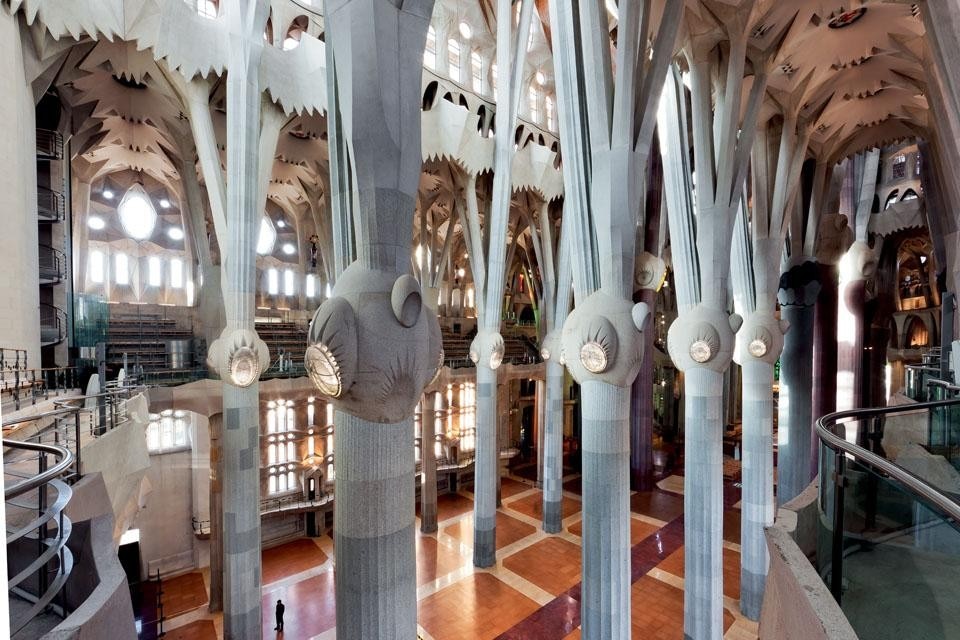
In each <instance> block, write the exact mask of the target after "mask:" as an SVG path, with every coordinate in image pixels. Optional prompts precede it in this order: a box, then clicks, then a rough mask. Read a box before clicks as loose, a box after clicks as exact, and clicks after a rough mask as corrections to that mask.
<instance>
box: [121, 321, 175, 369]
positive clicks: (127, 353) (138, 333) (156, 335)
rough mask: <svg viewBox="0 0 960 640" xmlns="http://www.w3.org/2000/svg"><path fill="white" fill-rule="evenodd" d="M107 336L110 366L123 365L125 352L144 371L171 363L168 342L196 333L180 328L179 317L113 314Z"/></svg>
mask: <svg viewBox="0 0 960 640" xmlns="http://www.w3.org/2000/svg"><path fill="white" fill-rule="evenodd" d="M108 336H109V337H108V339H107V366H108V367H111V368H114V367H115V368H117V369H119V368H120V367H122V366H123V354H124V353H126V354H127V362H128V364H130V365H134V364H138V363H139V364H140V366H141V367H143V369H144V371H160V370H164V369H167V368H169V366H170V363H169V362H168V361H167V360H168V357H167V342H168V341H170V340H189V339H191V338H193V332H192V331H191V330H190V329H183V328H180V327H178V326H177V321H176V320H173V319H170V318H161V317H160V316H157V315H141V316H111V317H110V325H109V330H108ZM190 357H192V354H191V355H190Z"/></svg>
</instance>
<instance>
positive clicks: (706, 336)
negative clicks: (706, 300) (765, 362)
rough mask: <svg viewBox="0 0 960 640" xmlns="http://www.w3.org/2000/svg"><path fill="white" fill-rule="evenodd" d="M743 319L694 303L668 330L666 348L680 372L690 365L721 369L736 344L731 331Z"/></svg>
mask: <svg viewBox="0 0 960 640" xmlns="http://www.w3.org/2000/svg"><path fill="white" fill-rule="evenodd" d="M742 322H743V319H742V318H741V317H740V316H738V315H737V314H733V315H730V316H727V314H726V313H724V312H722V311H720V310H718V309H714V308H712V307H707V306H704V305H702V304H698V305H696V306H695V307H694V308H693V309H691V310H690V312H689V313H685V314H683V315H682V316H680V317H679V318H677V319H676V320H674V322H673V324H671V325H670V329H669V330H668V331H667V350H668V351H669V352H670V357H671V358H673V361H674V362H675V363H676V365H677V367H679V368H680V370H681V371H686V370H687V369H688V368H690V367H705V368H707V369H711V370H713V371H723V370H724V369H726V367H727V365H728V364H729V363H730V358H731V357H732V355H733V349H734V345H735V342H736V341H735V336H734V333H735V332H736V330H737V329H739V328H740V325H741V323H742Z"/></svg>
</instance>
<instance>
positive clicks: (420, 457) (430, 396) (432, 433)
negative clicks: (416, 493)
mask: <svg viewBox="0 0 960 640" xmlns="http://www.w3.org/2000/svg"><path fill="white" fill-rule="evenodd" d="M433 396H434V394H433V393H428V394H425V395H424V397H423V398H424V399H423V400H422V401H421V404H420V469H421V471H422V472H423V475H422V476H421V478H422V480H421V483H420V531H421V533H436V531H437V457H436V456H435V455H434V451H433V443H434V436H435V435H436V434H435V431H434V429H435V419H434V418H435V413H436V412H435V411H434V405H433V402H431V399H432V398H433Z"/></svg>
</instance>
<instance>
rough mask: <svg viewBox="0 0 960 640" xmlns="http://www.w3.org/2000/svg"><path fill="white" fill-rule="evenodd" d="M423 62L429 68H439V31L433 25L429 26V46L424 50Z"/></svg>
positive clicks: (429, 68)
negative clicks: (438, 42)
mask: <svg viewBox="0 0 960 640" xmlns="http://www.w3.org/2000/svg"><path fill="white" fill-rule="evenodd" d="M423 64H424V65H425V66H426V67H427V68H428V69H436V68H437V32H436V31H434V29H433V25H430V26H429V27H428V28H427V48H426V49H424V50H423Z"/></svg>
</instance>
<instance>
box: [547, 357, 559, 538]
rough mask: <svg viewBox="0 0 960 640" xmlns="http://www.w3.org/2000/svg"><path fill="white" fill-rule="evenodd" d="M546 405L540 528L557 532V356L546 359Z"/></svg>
= = = = =
# [Your instructions]
Lay out as a numbered list, with blank lines omitted, the lines that run from the line containing "negative clicks: (438, 42)" through the end of the records, including both ends.

# [Solution for this exercise]
1. negative clicks: (438, 42)
2. mask: <svg viewBox="0 0 960 640" xmlns="http://www.w3.org/2000/svg"><path fill="white" fill-rule="evenodd" d="M423 64H424V65H425V66H426V67H427V68H428V69H436V68H437V32H436V31H434V29H433V25H430V26H429V27H428V28H427V48H426V49H424V50H423Z"/></svg>
3. </instance>
4. <instance>
5. box: [547, 357, 559, 538]
6. rough mask: <svg viewBox="0 0 960 640" xmlns="http://www.w3.org/2000/svg"><path fill="white" fill-rule="evenodd" d="M546 405L540 528L557 532V356L546 359Z"/></svg>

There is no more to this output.